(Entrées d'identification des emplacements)
────────────────

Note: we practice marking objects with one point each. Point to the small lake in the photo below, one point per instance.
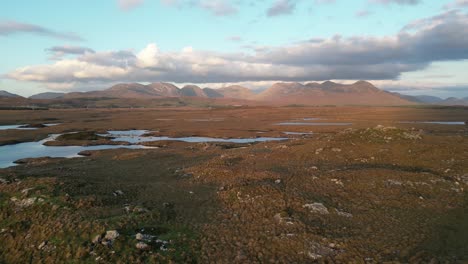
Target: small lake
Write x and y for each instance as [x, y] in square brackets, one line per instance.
[136, 136]
[11, 153]
[297, 133]
[21, 127]
[435, 122]
[312, 124]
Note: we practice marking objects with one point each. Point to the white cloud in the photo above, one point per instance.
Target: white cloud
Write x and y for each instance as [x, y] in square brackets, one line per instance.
[129, 4]
[439, 38]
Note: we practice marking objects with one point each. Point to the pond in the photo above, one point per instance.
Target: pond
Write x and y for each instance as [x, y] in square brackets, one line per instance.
[10, 153]
[22, 127]
[312, 124]
[137, 136]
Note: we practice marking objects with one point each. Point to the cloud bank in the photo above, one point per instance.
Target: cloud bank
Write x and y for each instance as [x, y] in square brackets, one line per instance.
[415, 47]
[14, 27]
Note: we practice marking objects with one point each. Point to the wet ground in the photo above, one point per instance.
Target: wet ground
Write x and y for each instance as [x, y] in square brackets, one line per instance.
[378, 190]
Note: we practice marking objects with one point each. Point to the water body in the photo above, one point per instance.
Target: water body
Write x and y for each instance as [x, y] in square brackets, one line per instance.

────────────────

Consignes de l'exercice> Extrayez l'ensemble des enregistrements ci-dessus et recopiez leurs lignes à l'identique, sans y inclure les images.

Réponse attendue>
Note: we practice marking objects with one point each. Point to the small lake in the photo below, one point per instance.
Target: small lake
Write x and y for each instance as [x, y] in square brackets, one line per instance.
[136, 136]
[11, 153]
[297, 133]
[21, 127]
[435, 122]
[312, 124]
Note: we practice marking objects with one point each. Point to the white cloud in the photo above, one point per instance.
Target: white cloud
Write x and y for each instance as [x, y] in square brackets, one line per instance.
[129, 4]
[439, 38]
Note: we practice marking objects with one point each. Point to the pond in the photo above, one point per instance.
Target: pond
Write x and y for each instance as [x, y] in square brackets, one line per instance.
[10, 153]
[22, 127]
[312, 124]
[137, 136]
Note: we practice marking objects with one point each. Point to the cloud bank in the photo above, one point per instance.
Target: cloud bank
Write x and y for each instance as [x, y] in square brackets, one line per instance.
[415, 47]
[14, 27]
Note: we practice marking objects with one point each. Point to the wet ground in the photo above, one point per instance.
Target: wet ground
Write x and y for each instance as [x, y] in square brackets, one line per instance.
[378, 190]
Note: we practice marking objects with one point each. Point to the water body in the photo above, one point per instance.
Target: water body
Write x and y for each instance as [x, y] in square brackets, one line per instance.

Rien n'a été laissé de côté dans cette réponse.